**SELECTED EXCERPT**
Lead Poisoning Threatens Women’s and Children’s Health
By Khushnood Nabizada - Wed Nov 07, 7:55 pm
By: Ahmad Masoud
The highly polluted air in Kabul has increased the chance of lead poisoning, especially among children and women. According to a report by one of the United Nations agencies, most of the fuels used in Afghanistan did not comply with international standard and contained from 0.6-0.7 gram lead per liter.
Meanwhile, the results of a study, which was carried out by Afghanistan’s National Environmental Protection Agency (NEPA) and the Ministry of Public Health in 2009, indicated that 80 percent of blood taken randomly from 200 residents of Kabul contained lead.
Experts believe that a drastic increase in the number of vehicles in Kabul and widespread public complaints about the quality of fuels, used in Afghanistan, has raised the fear of lead poisoning in the country, especially in Kabul.
The lead is released into the air during the incineration process and leads to serious health problems including but not limited to kidney failure, lung cancer, heart diseases, general weaknesses and severe permanent physical and mental developments of the children.
According to one of the eight consumers’ rights protection principles, it is everyone’s right to live and work in an environment that does not damage his health. Meanwhile, it is the responsibility of a consumer to make such a choice which minimizes the environment impact of his purchase on others.
“Exposure to lead causes serious long-lasting health complications including learning and behavioral problems and poorer intelligence in young children. Lead can be passed to a developing fetus if a pregnant woman has a high level of lead in her blood and children born with high level of lead in their blood may suffer development and cognitive problems due to prenatal exposure,” said Dr. Ahmad Javed, a prominent doctor in the country.
“The public, the government, the media and the civil society organizations should work shoulder to shoulder for creating such a healthy environment where people understand their legal consumers’ rights and responsibilities, the government ensures the quality of the public and private services, goods and commodities and the media and civil society organizations give direction to both the public and the government,” he added.
The level of understanding of lead poisoning in the country is generally very limited and the majority of the people do not know its health implications, causes and prevention. Lead can get in body through many ways including breathing in lead dust and lead contaminated air, putting hands or other objects covered with lead in the mouth or eating paint chips.

**MATERIAL SHOWN**
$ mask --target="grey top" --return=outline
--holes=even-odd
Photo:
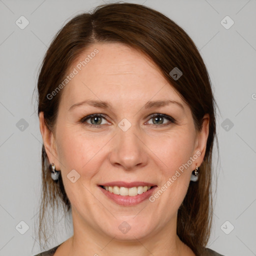
[[[57,248],[60,244],[59,244],[58,246],[56,246],[54,247],[54,248],[52,248],[52,249],[50,250],[48,250],[46,252],[44,252],[39,254],[37,254],[36,255],[35,255],[34,256],[53,256],[54,254],[54,253],[57,250]],[[213,250],[212,249],[210,249],[210,248],[206,248],[206,251],[207,251],[207,254],[204,256],[224,256],[222,254],[218,254],[214,250]]]

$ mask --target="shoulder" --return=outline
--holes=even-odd
[[[54,247],[54,248],[52,248],[48,250],[46,252],[40,252],[39,254],[37,254],[34,256],[53,256],[54,253],[56,252],[57,248],[60,246],[56,246]]]
[[[220,254],[210,248],[206,248],[206,254],[204,256],[224,256],[222,254]]]

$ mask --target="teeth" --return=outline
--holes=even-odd
[[[151,186],[139,186],[128,188],[124,188],[124,186],[120,188],[118,186],[103,186],[103,188],[106,190],[106,191],[108,191],[110,193],[114,193],[116,194],[134,196],[137,196],[137,194],[140,194],[144,192],[146,192],[151,188]]]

**EXERCISE 1**
In the article on lead poisoning in Kabul, how much lead per liter did most fuels used in Afghanistan contain, according to the United Nations agency report?
**EXERCISE 2**
Carry on the article about lead poisoning in Kabul from its last paragraph.

**ANSWER SECTION 1**
From 0.6 to 0.7 grams of lead per liter.

**ANSWER SECTION 2**
The results of scientific researches indicate that lead poisoning in children can cause nervous system and kidney damage, learning disabilities, attention deficit disorder, and deceased intelligence, speech, language and behavior problems, poor muscle coordination and decreased muscle and bone growth as well as hearing damage.
In adults lead can cause an increased chance of illness during pregnancy, harm to fetus, including brain damage or death, fertility problems in men and women, high blood pressure, digestive problems, nerve disorder, memory and concentration problems and muscle and joint pain.
It is the responsibility of the government and national and international organizations to jointly work along with the public to eliminate the causes of lead poisoning; raise the level of understanding of people of lead poisoning and take steps towards creating a healthy environment for the people, especially the women and children, to live a healthy life.
In order to highlight the menace of lead poisoning, Consumers Rights and Services Organization (CRSO), which is a national organization registered with the Ministry of Economy in Kabul, recently conducted a training on lead poisoning, its causes and prevention and consumers’ rights protection in Kabul.
The training, which was designed for the media outlets, volunteers and employees of governmental and non-governmental organizations, gave the participants a clear understanding of health complications of lead poisoning and the need for joint efforts to make the public aware of the hazardous impacts of lead and enable them protect them and their children from lead poisoning.